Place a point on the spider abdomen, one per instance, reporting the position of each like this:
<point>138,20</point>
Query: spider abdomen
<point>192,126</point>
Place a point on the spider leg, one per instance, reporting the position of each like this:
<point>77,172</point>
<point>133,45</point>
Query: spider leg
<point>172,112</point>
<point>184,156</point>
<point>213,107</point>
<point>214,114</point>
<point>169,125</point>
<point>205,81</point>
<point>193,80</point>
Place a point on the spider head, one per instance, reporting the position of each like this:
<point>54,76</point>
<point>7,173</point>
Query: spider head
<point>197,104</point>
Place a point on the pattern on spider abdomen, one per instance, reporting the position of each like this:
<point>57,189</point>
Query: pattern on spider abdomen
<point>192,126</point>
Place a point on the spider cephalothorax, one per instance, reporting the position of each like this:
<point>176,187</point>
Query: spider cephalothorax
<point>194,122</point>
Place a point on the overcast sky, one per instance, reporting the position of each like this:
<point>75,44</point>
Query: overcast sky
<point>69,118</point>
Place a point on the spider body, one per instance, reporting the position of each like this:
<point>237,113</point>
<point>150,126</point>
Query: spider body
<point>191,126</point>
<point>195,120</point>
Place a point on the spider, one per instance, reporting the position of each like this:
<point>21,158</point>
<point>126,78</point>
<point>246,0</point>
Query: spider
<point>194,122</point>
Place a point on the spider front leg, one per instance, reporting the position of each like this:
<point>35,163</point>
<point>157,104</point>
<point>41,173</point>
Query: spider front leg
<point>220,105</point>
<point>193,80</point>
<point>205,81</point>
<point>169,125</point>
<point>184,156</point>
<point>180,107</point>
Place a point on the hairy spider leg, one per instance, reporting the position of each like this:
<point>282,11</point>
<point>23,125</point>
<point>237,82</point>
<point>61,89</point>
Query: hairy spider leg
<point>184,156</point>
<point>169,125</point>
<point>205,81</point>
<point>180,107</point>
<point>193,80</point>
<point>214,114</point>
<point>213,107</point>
....
EXERCISE OBJECTIVE: Give back all of the material above, line for line, without changing a single character.

ANSWER TO THE PROBLEM:
Place a point on the spider abdomen, one per instance, reporting the position of each like this:
<point>138,20</point>
Query: spider abdomen
<point>192,126</point>
Place a point on the spider leg, one per instance, reporting the position of each like this:
<point>77,172</point>
<point>133,45</point>
Query: spider leg
<point>172,112</point>
<point>184,156</point>
<point>213,107</point>
<point>214,114</point>
<point>169,125</point>
<point>205,81</point>
<point>193,80</point>
Place a point on the spider head, one per instance, reporting the position of each like this:
<point>54,76</point>
<point>7,173</point>
Query: spider head
<point>197,104</point>
Place a point on the pattern on spider abdomen, one per instance, reporting the position of each like this:
<point>57,189</point>
Query: pattern on spider abdomen
<point>192,126</point>
Place a point on the spider cephalothorax, one per instance, reporting the position of each like this:
<point>176,187</point>
Query: spider cephalothorax
<point>194,122</point>
Place a point on the overcast sky, one per instance, reporting the position of each like this:
<point>75,44</point>
Query: overcast sky
<point>69,118</point>
Place a point on the spider body, one per instance, reporting the position of each like this:
<point>237,113</point>
<point>150,126</point>
Query: spider body
<point>191,126</point>
<point>195,120</point>
Place a point on the spider, one per instance, reporting the position of each like this:
<point>21,158</point>
<point>126,78</point>
<point>246,0</point>
Query: spider
<point>194,122</point>
Place a point on the spider front leg, one per instance, reporting the position of each like this:
<point>35,163</point>
<point>157,104</point>
<point>41,173</point>
Query: spider front leg
<point>220,105</point>
<point>193,80</point>
<point>205,81</point>
<point>169,125</point>
<point>184,156</point>
<point>180,107</point>
Place a point on the hairy spider leg, one per instance, reporting the position of each like this:
<point>282,11</point>
<point>23,125</point>
<point>237,82</point>
<point>61,89</point>
Query: hairy spider leg
<point>184,156</point>
<point>169,125</point>
<point>205,81</point>
<point>180,107</point>
<point>193,80</point>
<point>214,114</point>
<point>213,107</point>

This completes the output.